### Task instructions
Nothing other than an exact copy of the records should be returned.

### Records for the exercise ###

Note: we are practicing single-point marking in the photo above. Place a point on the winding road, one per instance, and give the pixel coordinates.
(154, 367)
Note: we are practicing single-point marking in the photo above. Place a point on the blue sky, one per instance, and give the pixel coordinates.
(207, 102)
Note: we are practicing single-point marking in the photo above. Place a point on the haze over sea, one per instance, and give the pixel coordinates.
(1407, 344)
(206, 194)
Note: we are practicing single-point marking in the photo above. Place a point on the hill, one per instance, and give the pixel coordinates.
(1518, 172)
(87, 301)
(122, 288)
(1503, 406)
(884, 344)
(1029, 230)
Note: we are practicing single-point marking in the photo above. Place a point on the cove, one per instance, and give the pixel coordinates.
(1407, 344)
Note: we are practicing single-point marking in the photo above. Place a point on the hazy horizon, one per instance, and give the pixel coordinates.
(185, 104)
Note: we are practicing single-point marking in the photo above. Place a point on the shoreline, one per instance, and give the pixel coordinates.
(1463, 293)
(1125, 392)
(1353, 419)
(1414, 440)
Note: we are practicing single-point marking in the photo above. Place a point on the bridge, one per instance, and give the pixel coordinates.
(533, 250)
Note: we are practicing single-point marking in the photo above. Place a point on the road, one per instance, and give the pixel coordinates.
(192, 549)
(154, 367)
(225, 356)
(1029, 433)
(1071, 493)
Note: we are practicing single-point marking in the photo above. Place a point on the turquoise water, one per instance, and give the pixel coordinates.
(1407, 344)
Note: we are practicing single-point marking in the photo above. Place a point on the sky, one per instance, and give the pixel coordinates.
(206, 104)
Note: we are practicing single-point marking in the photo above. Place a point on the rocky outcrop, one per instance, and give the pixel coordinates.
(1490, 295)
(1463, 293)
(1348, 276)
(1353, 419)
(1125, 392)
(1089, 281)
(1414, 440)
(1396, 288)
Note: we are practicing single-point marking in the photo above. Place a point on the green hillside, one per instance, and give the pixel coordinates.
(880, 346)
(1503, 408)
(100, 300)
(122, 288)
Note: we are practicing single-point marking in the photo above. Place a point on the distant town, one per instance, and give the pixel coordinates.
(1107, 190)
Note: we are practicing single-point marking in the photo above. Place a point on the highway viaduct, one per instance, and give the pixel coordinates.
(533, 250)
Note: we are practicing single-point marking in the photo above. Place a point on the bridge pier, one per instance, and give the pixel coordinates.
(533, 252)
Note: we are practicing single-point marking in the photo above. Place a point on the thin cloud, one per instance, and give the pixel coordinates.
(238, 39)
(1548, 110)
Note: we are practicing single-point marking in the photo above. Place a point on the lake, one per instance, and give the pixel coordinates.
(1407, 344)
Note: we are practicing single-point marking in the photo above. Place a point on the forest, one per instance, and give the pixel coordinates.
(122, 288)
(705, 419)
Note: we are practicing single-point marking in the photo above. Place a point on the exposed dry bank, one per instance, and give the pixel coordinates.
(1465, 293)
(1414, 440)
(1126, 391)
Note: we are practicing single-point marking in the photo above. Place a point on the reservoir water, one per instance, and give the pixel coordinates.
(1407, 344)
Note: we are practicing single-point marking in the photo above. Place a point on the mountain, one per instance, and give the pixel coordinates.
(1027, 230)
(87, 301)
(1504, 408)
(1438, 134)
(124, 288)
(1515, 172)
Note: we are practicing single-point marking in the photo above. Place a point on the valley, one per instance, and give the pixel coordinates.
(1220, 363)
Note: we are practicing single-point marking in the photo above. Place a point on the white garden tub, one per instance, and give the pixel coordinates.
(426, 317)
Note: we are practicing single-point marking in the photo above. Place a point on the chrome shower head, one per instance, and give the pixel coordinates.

###

### Response area
Note: we are practicing single-point marking in the photo above. Place a point on the winding road, one per instance, and give the pixel coordinates.
(154, 367)
Note: we are practicing single-point marking in the photo above. Place a point on the blue sky, one per instance, and give the pixel coordinates.
(207, 102)
Note: we are practicing single-point marking in the photo above. Place a point on the haze over sea, one per instance, and give the pixel coordinates.
(1407, 344)
(206, 194)
Note: we are practicing single-point marking in the photo above. Place a point on the hill, one per instance, and give the pixel coordinates.
(1518, 172)
(87, 301)
(122, 288)
(1503, 406)
(884, 344)
(1029, 230)
Note: we are practicing single-point marking in the photo above. Place a point on the cove, one per instance, and give the pixel coordinates.
(1407, 344)
Note: we are practicing single-point marking in the photo above. Place a point on the hazy horizon, one per instance, and give the pixel coordinates.
(185, 104)
Note: we are practicing single-point marking in the photo above. Place a point on the shoreline, one per instance, and give the pixel coordinates.
(1463, 293)
(1125, 392)
(1353, 419)
(1414, 440)
Note: we are practicing single-point marking in the photo above. Place a point on the bridge, one per instance, and give the pixel coordinates.
(533, 250)
Note: we are practicing single-point marking in the photo above. Place a point on the road, one per instance, and give the pixel coordinates.
(192, 549)
(154, 367)
(225, 356)
(1029, 433)
(1071, 493)
Note: we are practicing single-point marking in the photo above. Place a point on the turquoise water, one per instance, and give the pixel coordinates.
(1407, 344)
Note: we are practicing single-point marking in the photo above. Place a point on the sky, one per instance, and give the pixel coordinates.
(206, 104)
Note: we are practicing single-point marking in the photo above. Place a point on the rocky outcrop, one per instance, and give the pixel coordinates.
(1490, 295)
(1463, 293)
(1348, 276)
(1353, 419)
(1125, 392)
(1089, 281)
(1414, 440)
(1396, 288)
Note: we are practicing single-point marking in the photo above. Place a point on the green hillside, one per instance, and give the pixel coordinates.
(880, 346)
(1503, 408)
(100, 300)
(122, 288)
Note: we are practicing single-point marking in the photo above. Place a point on the distant town, one per instance, and give the pixel coordinates.
(1107, 190)
Note: we are practicing single-point marking in the photo above. Place a point on the highway viaduct, one per instance, and give the pixel coordinates.
(533, 250)
Note: we are practicing single-point marking in the photo above. Place a point on the bridge pier, one per instance, and give the pixel coordinates.
(533, 252)
Note: we are practicing single-point marking in the photo above. Place a point on the thin cloud, one per instance, and give the pixel coordinates.
(238, 39)
(1548, 110)
Note: we are practicing single-point marking in the photo above. Place a point on the lake, one per instance, and give the pixel coordinates.
(1407, 344)
Note: we are practicing single-point marking in the photo above. Place a point on the forest, one per instance, and give the pixel coordinates.
(122, 288)
(705, 419)
Note: we are practicing single-point marking in the photo above. Place a point on the exposed dry bank, one per instance, and give the pixel coordinates.
(1465, 293)
(1414, 440)
(1126, 391)
Note: we are practicing single-point marking in the photo above. Place a point on the reservoir water, one per instance, and give the pixel coordinates.
(1407, 344)
Note: we are practicing single-point marking in the photo above. Place a point on the mountain, one per instance, and give the pixel coordinates.
(1027, 230)
(87, 301)
(1504, 408)
(1438, 134)
(124, 288)
(1515, 172)
Note: we are practicing single-point marking in the photo above. Place a point on the valley, one per instance, and give the pixel coordinates.
(1220, 363)
Note: we are practicing single-point marking in the photo above. Place a point on the white garden tub, one per instance, and give the pixel coordinates.
(426, 317)
Note: we are practicing single-point marking in the photo above. Place a point on the chrome shower head, one per instance, and give the pixel coordinates.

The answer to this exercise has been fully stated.